------ Text segment

Haha - I can't help think of Morpheus, "Isn't that worth fighting for?  Isn't that worth dying for?"  I say it is!

So, back to this goal on my list of goals I wrote 8 years ago.  I still let things get me down but, by golly, I'm doing a lot better than I was doing even 6 short months ago!  So it may not be done, it may never be done but it's worth pursuing till my last breath, so I'm okay with that :)

Earns at Least 6 Digits a Year [Done!]
Okay, so I've achieved this one and I'm damned proud of it.  It means a lot to me not because it's a lot of money (I no longer consider it to be a lot) but because it used to mean "a lot of money" to me.

I'm still very much in the early 6-digits-a-year side of things.  I hope to reach the middle or end of that scale by the time my deadline arrives for this list.  Although, chances are good that, by that time, 6 digits a year won't be a lot of money any more.  The fact of life is that we'll always want more and that's okay with me.  Because having a list like this to reflect on will help me appreciate my achievements, even long after I've begun taking them for granted.

Is Disciplined and Balanced in his Lifestyle [Not Done]
I go through stages when I'm disciplined and balanced but the very fact that I've never completed a fitness program (and "complete" means achieved my fitness/weight goals) before giving up tells me I'm not disciplined.  The fact that I've stuck with a fitness program long after it got boring and painful tells me that I do have this in me.  Somewhere ;)

Balance is another problem for me.  Being a Libra, I constantly seek this out but I do it in the worst way possible.  I first over-indulge in something (coffee, food, work, relaxation time, whatever), then I completely cut myself off and then I find a healthy balance.  However, each step takes months at a time so, at this rate, I'll never achieve this goal but it does help me live a healthier life and gives me insight to both sides of an obsession - be it over-indulgence or complete abstinence.  I'm sure that will serve me many times in my life.

Has Released at Least One CD of Music Nationally [Not Done]
I'm quite excited about this one because, when I wrote this (2001), distributing music over the internet was still largely unheard of or, at least, not very common.

These days, you have big bands (Radiohead) releasing their music exclusively over the 'net and still making a profit.  We're living in interesting times where a musician can make a living from his music and do it quite independently.  I'm not talking about becoming a rock star here but making a few bob from my music would be great.

------------

## [Task instructions]
a: In the blog post about personal goals, reproduce the stretch from "Has Released at" through "not very common.", substituting "web" for "internet".
b: According to the blog post about personal goals, in what year was the list of goals written?
c: Write the next part of the blog post about personal goals, picking up after its last sentence.

------ Provided material

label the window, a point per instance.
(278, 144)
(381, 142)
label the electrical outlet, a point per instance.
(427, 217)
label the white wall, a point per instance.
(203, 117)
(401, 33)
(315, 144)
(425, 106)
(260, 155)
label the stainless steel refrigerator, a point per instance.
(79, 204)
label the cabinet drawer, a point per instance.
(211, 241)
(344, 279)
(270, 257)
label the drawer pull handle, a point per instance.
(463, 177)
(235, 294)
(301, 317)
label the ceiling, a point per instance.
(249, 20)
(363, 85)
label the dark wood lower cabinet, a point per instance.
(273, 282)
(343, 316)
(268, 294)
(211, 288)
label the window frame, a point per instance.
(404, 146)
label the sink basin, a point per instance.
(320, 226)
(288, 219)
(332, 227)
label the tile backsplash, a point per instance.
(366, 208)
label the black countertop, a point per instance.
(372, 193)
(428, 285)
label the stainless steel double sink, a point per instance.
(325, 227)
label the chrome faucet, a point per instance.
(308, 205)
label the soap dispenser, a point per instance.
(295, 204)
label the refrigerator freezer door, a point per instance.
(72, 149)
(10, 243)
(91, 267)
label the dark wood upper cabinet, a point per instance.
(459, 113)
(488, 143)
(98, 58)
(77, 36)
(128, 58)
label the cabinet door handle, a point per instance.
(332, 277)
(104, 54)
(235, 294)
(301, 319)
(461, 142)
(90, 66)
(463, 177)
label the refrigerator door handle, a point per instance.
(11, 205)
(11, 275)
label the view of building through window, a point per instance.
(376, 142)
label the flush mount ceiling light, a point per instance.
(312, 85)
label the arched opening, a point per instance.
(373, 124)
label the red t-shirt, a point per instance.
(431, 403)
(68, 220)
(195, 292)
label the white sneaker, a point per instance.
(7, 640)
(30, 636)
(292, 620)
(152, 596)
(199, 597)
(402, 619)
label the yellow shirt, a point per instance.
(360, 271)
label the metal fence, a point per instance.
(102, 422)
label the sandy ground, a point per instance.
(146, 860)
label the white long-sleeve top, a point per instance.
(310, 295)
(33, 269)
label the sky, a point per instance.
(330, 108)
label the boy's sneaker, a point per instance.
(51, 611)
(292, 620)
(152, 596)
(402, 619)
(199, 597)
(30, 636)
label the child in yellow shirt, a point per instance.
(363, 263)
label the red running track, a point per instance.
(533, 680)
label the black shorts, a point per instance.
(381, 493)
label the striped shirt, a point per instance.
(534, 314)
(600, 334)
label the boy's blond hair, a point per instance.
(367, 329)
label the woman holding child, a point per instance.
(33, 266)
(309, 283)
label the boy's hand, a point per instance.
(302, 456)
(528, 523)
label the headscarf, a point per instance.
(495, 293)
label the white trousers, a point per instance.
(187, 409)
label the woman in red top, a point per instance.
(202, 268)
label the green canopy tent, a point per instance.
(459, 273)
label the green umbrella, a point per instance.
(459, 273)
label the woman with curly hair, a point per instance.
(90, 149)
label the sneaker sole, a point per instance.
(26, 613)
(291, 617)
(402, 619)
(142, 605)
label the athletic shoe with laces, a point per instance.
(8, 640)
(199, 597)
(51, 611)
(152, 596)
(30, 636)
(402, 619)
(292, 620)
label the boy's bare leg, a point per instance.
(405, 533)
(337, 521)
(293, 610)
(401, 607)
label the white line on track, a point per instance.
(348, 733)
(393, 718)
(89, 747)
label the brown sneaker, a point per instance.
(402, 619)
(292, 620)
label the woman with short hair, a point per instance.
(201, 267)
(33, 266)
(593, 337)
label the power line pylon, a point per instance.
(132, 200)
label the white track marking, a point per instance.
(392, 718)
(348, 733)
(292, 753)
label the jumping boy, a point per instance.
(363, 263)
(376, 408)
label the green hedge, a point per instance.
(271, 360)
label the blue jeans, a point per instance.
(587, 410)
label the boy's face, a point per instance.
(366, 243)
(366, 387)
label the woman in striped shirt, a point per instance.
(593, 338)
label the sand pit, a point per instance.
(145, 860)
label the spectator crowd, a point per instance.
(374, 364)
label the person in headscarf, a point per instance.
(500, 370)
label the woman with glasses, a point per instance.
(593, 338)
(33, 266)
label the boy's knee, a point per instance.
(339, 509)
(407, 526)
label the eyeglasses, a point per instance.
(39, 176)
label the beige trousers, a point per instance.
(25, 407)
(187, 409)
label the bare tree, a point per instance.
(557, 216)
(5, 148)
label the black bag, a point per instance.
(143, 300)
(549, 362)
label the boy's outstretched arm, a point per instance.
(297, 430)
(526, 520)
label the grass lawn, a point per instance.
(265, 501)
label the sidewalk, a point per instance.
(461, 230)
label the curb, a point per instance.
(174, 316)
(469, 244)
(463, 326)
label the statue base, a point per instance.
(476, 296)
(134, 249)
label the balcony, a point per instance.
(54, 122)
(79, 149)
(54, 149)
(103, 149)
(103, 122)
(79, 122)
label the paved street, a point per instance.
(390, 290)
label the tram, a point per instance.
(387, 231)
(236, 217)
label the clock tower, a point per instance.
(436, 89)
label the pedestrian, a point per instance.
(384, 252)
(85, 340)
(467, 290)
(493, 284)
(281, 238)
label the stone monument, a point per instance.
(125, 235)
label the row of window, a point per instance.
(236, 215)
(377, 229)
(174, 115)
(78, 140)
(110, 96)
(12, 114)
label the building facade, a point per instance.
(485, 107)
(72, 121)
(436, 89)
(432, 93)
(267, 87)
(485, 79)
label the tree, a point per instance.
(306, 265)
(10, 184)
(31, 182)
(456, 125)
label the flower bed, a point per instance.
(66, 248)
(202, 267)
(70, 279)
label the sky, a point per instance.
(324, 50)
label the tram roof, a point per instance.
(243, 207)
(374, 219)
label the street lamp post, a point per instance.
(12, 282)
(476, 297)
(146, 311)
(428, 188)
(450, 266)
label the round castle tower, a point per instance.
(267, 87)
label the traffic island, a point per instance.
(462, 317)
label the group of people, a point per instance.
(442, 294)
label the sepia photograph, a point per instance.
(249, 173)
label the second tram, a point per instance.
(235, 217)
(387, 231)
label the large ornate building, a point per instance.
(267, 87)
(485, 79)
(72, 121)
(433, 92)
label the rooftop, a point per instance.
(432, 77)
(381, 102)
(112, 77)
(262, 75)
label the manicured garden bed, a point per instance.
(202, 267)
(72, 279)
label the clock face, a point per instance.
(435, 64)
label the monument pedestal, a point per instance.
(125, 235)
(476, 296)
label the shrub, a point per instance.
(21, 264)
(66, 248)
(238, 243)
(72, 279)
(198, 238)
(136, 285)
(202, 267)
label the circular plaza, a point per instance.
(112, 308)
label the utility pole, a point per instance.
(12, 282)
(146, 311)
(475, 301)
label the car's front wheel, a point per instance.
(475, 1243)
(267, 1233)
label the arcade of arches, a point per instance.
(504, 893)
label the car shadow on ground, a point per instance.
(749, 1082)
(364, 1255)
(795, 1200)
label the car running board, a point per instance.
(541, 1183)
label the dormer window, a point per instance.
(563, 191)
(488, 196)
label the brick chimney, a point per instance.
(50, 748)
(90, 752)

------------

## [Responses for each task]
a:
Has Released at Least One CD of Music Nationally [Not Done]
I'm quite excited about this one because, when I wrote this (2001), distributing music over the web was still largely unheard of or, at least, not very common.

b: 2001

c:
How far am I from achieving this?  I'm satisfied with how well I play guitar but I'm useless at writing songs so I'd say I'm a good 4 years or so away from this.  I need to learn some song-writing theory, learn how to play along with the song (instead of overtaking it with my noodling!) and then create something cohesive and pleasing to the ears.

The good news is that, by the time I'm ready to release my CD (or album, more likely), I'll have access to a huge group of potential fans through my online guitar community, www.guitarforum.co.za.  That's very exciting.  What's even MORE exciting than that is that I'll be in a position to teach other members of that community how to do the same thing and make some money from their music.  And that, I think, makes up a large chunk of why I'm still allowed to be alive today - I'm here to eventually empower others and teach them how to do things they might not believe to be possible.  Cool! :)

Has a Site that Generates at Least 150 Unique Hits a Day [Done!]
Not only have I done this one but I've plastered it.  I've got a site that does between 900 and 2000 unique visitors a day.  Not too shabby at all.  It pays my rent but I must admit, it amuses me to think how fixed I was on getting that (small) amount of visitors and no where did I mention monetising that traffic.  Back then, it would've been an achievement just to have gotten the traffic.  Now I know how to get the traffic but don't always know how to maintain it and don't always know how to monetise it.  Fascinating how we grow and our challenges grow with us!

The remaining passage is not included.